Этот небольшой и язвительный фильм превосходен по замыслу, мастерскому раскрытию подтекста, динамичному ритму и выразительности характеристик, заставляющих, как заметил Лепроон, вспомнить персонажи Диккенса. Сварливый хозяин-ростовщик, с одной стороны, и прелестная, неясная девушка — с другой, клиент чересчур ловкий и клиент слишком простодушный представляют собой «социальные фигуры, среди которых двигается Чарли, хитря с одними, льстя другим, всегда с живостью завоевывая свое право на веселье и свободу».
Лавка ростовщика
Центральным эпизодом фильма является знаменитая сцена, в которой закладчик-бедняк просит у приказчика Чарли выдать ссуду под залог будильника. Обманутый как раз перед его приходом каким-то проходимцем, ловко выманившим у Чарли целых пять долларов, тот решает отыграться на новом клиенте. С невозмутимым видом Чарли долго разглядывает принесенные часы, крутит их в руках, выстукивает, выслушивает с помощью стетоскопа, вскрывает ножом и методически, не спеша вытаскивает одну за другой все смешно обыгрываемые части механизма. После этой операции он преспокойно возвращает владельцу будильник, превращенный в кучу металлического хлама. И тогда зритель вправе удивиться: почему бедняк стерпел творимое над ним в ростовщической лавке безобразие?..
Нередко говорят, что подлинное искусство вскрывает в частностях общее, в незначительном — великое. Ответ на вопрос, поставленный Чаплином, может дать всякий, знакомый с условиями жизни общества, основанного на социальном неравенстве. Его выразил, в частности, Драйзер в «Трагической Америке»: «В современной Америке человек фактически беспомощен, если, конечно, он не принадлежит к разряду сильных мира сего. Рядовой американец постоянно терпит насилие и притеснения… «маленький человек», беспомощный, живущий под вечным страхом, терпит и молчит: ему хорошо известно, что ни в суде, ни в полиции, ни в других официальных органах он не найдет защиты и управы, если ему нечем за это заплатить».
Бродяга
Причудливое сочетание новой, серьезной основы с традиционными приемами комических фильмов отличало и некоторые другие картины Чаплина этого периода. В них художник уже не проходил мимо окружающей его действительности, а обличал ее, стремился не просто смешить, а высмеивать. Он ставил в центр своего творчества человека; за случайным, казалось бы, эпизодом вскрывал типическое, закономерное. Вызывая у зрителей четкое эмоциональное отношение к изображаемым жизненным явлениям, он своим искусством одновременно будил мысль, подводил к определенным обобщениям. Вместе со своим молодым героем молодой Чаплин прокладывал себе дорогу к новым горизонтам.

## Строки данных
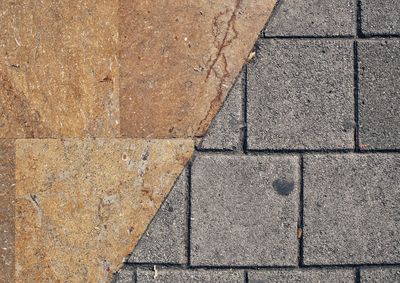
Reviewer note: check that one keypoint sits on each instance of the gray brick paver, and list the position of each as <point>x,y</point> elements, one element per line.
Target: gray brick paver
<point>239,216</point>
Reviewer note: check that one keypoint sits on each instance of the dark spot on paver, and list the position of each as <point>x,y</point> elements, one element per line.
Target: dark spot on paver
<point>283,187</point>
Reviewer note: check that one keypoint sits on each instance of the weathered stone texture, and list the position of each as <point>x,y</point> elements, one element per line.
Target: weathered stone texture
<point>58,69</point>
<point>81,205</point>
<point>7,205</point>
<point>176,74</point>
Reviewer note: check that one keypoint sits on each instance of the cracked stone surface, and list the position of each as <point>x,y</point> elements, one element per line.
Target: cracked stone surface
<point>81,205</point>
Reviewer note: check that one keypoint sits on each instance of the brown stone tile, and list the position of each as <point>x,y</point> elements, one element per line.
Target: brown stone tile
<point>178,60</point>
<point>81,205</point>
<point>7,204</point>
<point>59,69</point>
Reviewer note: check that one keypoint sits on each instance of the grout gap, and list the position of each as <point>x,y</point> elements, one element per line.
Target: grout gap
<point>301,214</point>
<point>189,212</point>
<point>356,99</point>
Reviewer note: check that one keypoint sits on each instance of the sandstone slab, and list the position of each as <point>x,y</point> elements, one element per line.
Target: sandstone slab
<point>7,205</point>
<point>81,205</point>
<point>58,69</point>
<point>179,59</point>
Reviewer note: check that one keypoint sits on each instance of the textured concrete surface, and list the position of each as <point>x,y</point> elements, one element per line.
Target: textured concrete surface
<point>233,198</point>
<point>380,17</point>
<point>303,275</point>
<point>81,205</point>
<point>313,18</point>
<point>185,276</point>
<point>379,84</point>
<point>188,53</point>
<point>225,131</point>
<point>300,95</point>
<point>165,238</point>
<point>351,209</point>
<point>378,275</point>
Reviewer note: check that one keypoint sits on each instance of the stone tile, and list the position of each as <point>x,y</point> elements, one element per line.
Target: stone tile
<point>244,210</point>
<point>351,213</point>
<point>380,274</point>
<point>379,97</point>
<point>300,95</point>
<point>75,200</point>
<point>124,275</point>
<point>188,54</point>
<point>58,72</point>
<point>380,17</point>
<point>165,238</point>
<point>225,131</point>
<point>303,275</point>
<point>189,276</point>
<point>7,206</point>
<point>313,18</point>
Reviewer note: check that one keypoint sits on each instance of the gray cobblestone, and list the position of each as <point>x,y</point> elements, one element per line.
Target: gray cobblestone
<point>351,209</point>
<point>189,276</point>
<point>165,239</point>
<point>303,275</point>
<point>226,129</point>
<point>380,275</point>
<point>380,16</point>
<point>379,70</point>
<point>313,18</point>
<point>300,95</point>
<point>244,210</point>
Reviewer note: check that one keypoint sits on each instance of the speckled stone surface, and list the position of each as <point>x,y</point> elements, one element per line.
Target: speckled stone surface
<point>187,55</point>
<point>81,205</point>
<point>7,215</point>
<point>58,69</point>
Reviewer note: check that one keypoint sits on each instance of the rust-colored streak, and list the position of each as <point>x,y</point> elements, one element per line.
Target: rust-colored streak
<point>175,76</point>
<point>7,215</point>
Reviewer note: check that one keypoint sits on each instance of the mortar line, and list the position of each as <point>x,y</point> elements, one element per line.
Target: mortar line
<point>189,211</point>
<point>356,99</point>
<point>301,213</point>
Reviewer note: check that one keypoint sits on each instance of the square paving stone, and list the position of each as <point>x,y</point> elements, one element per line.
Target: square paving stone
<point>380,17</point>
<point>300,95</point>
<point>379,98</point>
<point>303,275</point>
<point>313,18</point>
<point>351,209</point>
<point>380,274</point>
<point>189,276</point>
<point>244,210</point>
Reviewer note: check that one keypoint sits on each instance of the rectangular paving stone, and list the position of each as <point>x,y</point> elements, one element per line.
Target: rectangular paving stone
<point>225,131</point>
<point>189,276</point>
<point>303,275</point>
<point>380,274</point>
<point>165,240</point>
<point>380,17</point>
<point>300,95</point>
<point>313,18</point>
<point>379,94</point>
<point>244,210</point>
<point>7,210</point>
<point>351,209</point>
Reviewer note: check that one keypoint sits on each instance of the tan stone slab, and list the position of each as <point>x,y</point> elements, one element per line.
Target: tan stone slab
<point>179,59</point>
<point>81,205</point>
<point>7,205</point>
<point>58,69</point>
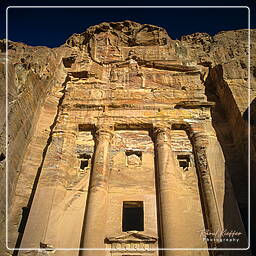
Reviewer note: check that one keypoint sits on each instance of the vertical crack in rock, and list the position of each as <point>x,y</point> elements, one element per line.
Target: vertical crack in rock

## Ваше задание
Перепишите без изменений отрывок из текста о фильмах Чаплина, начиная со слов «Лавка ростовщика» и заканчивая словами «ростовщической лавке безобразие?..».

## Решение задачи
Лавка ростовщика
Центральным эпизодом фильма является знаменитая сцена, в которой закладчик-бедняк просит у приказчика Чарли выдать ссуду под залог будильника. Обманутый как раз перед его приходом каким-то проходимцем, ловко выманившим у Чарли целых пять долларов, тот решает отыграться на новом клиенте. С невозмутимым видом Чарли долго разглядывает принесенные часы, крутит их в руках, выстукивает, выслушивает с помощью стетоскопа, вскрывает ножом и методически, не спеша вытаскивает одну за другой все смешно обыгрываемые части механизма. После этой операции он преспокойно возвращает владельцу будильник, превращенный в кучу металлического хлама. И тогда зритель вправе удивиться: почему бедняк стерпел творимое над ним в ростовщической лавке безобразие?..